⟨
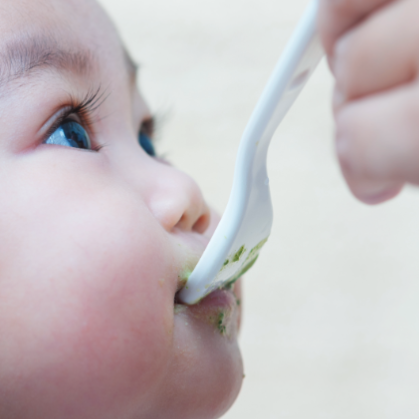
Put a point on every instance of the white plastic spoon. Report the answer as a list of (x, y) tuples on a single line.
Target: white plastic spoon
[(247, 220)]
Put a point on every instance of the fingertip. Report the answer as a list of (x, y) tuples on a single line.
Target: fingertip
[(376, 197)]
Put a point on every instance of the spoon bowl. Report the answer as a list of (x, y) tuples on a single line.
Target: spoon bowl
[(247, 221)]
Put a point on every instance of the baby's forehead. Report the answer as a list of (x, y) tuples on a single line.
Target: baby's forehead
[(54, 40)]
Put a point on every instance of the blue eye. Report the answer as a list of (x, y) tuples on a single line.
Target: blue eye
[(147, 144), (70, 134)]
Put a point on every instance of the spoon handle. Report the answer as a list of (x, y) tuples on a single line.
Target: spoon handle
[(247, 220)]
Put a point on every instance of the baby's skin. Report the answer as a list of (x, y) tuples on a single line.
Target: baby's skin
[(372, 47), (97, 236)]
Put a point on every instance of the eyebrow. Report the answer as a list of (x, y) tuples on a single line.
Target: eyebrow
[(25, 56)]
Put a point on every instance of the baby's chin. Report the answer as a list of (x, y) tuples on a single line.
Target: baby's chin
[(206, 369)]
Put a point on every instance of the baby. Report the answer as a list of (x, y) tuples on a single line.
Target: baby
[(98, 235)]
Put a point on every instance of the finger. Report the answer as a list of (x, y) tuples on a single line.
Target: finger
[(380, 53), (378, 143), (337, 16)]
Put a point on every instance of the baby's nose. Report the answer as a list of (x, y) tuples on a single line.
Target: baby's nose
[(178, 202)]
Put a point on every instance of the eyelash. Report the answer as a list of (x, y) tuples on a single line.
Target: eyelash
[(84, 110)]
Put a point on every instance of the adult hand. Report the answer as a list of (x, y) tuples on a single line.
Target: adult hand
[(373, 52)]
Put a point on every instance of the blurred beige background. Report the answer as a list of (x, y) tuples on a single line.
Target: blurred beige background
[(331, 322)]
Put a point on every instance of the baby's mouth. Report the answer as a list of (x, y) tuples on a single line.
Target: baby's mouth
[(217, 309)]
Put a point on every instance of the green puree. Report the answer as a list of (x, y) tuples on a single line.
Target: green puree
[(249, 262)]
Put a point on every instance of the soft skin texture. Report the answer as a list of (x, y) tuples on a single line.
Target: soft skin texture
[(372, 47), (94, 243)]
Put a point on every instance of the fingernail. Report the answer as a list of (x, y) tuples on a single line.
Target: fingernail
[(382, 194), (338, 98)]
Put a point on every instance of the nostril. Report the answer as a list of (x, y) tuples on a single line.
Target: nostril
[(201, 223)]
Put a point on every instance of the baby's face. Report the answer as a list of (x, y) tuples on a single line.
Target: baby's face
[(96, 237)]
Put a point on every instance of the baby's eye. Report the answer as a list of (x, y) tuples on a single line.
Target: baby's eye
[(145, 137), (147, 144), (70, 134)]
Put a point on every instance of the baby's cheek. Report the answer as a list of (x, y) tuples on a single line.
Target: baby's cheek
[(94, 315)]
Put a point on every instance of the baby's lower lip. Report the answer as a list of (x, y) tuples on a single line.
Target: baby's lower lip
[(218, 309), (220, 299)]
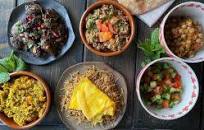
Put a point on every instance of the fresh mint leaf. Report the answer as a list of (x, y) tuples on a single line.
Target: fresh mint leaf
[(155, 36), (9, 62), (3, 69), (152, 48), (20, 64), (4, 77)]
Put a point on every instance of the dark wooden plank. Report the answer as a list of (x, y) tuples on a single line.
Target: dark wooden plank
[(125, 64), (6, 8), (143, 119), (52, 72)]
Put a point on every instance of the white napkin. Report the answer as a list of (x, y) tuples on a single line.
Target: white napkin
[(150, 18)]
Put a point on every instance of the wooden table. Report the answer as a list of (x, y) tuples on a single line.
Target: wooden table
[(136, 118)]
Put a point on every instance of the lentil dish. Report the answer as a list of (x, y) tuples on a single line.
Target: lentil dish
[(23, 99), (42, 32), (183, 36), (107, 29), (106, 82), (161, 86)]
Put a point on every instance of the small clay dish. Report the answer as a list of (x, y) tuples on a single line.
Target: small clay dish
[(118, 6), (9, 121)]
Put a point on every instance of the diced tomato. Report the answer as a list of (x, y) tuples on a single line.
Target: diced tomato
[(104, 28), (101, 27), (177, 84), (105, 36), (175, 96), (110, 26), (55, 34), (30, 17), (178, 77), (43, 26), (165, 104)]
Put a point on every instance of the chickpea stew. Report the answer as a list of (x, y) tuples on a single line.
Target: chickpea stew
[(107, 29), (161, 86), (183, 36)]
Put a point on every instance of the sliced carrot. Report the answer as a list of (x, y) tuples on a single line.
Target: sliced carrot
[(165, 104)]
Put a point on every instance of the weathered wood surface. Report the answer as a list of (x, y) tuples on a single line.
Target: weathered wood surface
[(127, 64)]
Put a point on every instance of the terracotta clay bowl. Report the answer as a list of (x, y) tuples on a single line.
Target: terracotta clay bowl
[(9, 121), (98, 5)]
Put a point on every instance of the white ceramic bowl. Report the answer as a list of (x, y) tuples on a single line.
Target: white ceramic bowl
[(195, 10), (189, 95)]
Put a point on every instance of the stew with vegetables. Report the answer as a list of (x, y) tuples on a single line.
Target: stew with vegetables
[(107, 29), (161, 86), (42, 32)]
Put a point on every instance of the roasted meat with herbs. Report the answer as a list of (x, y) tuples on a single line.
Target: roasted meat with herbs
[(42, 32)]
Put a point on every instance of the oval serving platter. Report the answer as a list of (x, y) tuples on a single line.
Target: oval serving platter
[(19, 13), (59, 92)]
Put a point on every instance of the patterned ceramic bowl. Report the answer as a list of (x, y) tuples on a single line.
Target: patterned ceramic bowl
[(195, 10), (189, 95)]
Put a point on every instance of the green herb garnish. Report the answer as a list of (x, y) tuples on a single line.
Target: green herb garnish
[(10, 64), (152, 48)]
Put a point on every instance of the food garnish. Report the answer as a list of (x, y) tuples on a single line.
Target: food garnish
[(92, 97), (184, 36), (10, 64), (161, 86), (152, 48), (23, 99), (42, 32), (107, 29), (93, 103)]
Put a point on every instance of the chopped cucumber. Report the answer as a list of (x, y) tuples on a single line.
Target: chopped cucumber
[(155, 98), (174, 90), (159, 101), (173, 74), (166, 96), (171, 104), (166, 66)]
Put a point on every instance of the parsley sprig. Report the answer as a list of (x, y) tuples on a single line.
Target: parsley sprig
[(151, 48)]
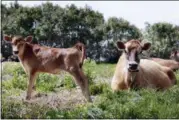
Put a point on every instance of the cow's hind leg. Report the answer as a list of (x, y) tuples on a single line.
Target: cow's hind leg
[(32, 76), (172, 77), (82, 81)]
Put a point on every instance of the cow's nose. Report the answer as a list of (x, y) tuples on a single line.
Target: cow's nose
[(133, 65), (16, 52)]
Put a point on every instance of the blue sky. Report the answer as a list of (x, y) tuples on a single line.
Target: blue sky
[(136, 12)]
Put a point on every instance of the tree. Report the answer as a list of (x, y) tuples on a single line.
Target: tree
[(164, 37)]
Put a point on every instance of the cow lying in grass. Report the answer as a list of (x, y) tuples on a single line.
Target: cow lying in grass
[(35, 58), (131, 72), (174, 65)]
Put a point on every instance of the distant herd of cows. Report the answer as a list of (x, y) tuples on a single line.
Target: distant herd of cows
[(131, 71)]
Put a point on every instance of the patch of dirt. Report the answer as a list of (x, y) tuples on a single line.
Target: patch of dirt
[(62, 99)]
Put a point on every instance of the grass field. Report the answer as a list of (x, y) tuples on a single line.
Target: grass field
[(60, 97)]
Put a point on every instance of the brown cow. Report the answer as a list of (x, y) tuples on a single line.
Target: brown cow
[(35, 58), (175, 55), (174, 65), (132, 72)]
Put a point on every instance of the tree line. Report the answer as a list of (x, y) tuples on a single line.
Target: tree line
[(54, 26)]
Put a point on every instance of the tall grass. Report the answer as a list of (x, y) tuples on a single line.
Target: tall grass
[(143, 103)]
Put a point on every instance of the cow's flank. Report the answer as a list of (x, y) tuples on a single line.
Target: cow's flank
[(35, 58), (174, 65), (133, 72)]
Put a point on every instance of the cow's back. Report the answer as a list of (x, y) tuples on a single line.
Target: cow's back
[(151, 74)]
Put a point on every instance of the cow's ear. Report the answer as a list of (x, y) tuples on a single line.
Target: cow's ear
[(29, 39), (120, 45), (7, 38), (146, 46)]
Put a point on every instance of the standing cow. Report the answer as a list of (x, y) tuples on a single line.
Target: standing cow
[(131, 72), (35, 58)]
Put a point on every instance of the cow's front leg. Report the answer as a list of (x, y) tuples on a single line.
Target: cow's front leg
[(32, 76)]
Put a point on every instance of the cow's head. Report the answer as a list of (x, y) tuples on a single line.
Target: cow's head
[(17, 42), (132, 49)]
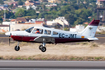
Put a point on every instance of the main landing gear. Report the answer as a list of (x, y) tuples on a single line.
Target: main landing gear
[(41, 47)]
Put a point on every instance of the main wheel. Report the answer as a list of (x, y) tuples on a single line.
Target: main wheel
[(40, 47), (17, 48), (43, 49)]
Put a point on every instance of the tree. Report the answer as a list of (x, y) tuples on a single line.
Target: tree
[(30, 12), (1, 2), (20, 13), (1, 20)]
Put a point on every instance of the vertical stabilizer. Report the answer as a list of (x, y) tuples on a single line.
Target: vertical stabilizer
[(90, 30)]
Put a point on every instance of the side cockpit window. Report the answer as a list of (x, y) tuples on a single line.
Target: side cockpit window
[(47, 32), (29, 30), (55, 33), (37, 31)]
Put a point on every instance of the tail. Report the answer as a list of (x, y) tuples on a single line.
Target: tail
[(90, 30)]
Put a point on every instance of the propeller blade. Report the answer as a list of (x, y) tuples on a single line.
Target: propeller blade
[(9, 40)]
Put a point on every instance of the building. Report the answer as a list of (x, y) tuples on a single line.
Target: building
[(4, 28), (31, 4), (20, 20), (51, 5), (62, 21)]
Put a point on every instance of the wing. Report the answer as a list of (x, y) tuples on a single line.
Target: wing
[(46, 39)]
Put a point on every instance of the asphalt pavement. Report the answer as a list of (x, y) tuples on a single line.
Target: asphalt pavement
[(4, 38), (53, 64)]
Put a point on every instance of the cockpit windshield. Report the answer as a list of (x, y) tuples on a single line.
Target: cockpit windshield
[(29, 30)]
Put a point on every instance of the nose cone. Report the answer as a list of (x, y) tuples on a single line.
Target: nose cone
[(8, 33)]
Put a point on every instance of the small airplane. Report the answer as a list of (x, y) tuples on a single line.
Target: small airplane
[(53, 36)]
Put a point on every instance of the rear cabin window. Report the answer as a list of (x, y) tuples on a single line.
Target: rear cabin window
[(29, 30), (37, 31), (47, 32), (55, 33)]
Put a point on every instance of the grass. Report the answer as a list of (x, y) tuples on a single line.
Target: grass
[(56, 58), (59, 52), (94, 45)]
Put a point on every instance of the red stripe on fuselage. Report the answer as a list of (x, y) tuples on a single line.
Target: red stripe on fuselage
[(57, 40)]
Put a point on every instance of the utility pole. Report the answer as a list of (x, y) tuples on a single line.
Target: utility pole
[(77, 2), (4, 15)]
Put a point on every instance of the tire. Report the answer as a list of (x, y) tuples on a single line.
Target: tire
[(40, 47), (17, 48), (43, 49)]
⟩
> **ACTIVITY**
The entries above hold the needed span. Transcribe exactly the lines from the one with "Put a point on every instance of the grass." to the one with "Put a point on every instance of the utility", both included.

> **EXPECTED OUTPUT**
Put a point on every instance of the grass. Report the answer as a list of (x, y) tuples on a single line.
Target: grass
[(56, 58), (59, 52), (94, 45)]
Put a point on every instance of the red stripe on fuselage. Report the answer as a list of (x, y) tuples on a single line.
Target: red stripe on fuselage
[(57, 40)]
Put a point on every instance of the utility pole. Report the answer as a list of (x, y) tuples on a single line.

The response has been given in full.